— AIM —
Gather every line in the records below that contains the word "green".

(Records from a data source)

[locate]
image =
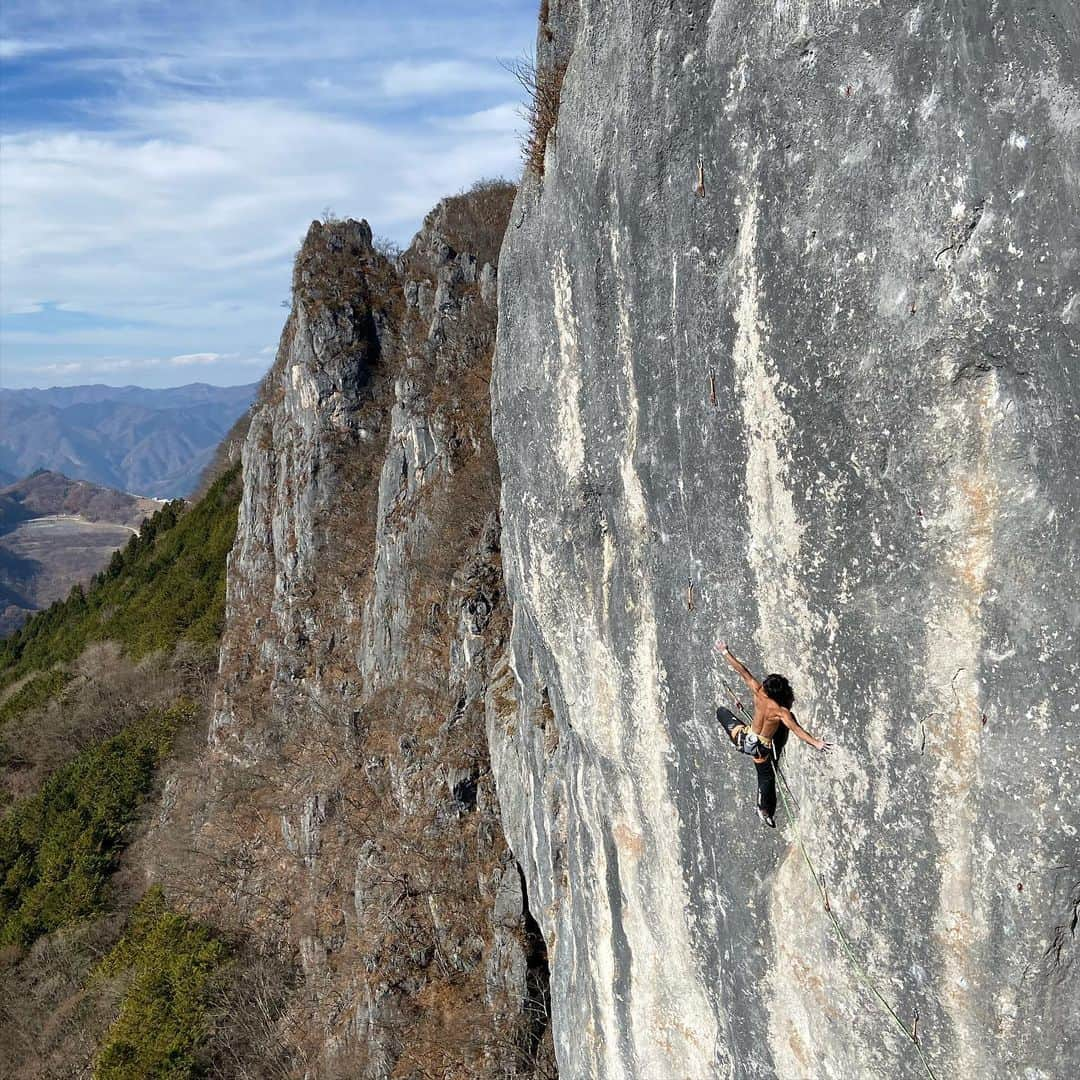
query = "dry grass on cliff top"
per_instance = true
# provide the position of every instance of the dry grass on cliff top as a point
(543, 83)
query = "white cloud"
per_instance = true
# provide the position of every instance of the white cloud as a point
(173, 219)
(410, 79)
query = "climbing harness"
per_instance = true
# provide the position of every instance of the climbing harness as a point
(787, 798)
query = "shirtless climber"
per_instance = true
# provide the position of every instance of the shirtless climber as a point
(772, 706)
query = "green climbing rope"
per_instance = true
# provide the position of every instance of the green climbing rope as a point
(786, 797)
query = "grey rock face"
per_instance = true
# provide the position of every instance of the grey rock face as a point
(350, 802)
(788, 354)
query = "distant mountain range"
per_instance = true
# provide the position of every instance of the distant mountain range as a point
(54, 532)
(149, 442)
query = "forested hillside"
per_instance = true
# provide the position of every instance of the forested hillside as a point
(97, 971)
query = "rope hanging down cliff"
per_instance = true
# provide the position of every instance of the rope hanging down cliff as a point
(787, 798)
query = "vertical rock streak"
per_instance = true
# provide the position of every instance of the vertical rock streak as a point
(869, 484)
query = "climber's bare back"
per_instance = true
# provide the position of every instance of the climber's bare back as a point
(768, 716)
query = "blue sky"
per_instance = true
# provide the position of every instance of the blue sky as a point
(160, 163)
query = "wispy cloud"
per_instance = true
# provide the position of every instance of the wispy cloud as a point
(160, 166)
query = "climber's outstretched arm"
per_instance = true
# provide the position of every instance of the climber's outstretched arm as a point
(788, 717)
(740, 667)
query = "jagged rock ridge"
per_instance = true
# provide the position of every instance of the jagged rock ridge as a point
(347, 809)
(787, 353)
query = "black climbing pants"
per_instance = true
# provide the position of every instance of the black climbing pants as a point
(746, 742)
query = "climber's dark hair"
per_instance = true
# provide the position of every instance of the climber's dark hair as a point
(778, 688)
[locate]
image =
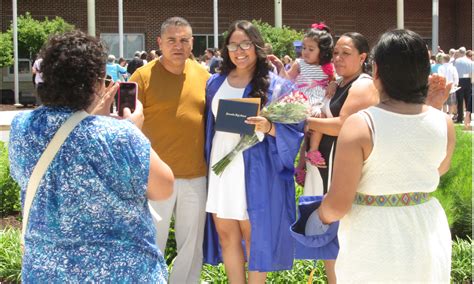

— EXERCISE RESPONSE —
query = "green climbing rope"
# provide the position of every instance of the green climbing rope as a point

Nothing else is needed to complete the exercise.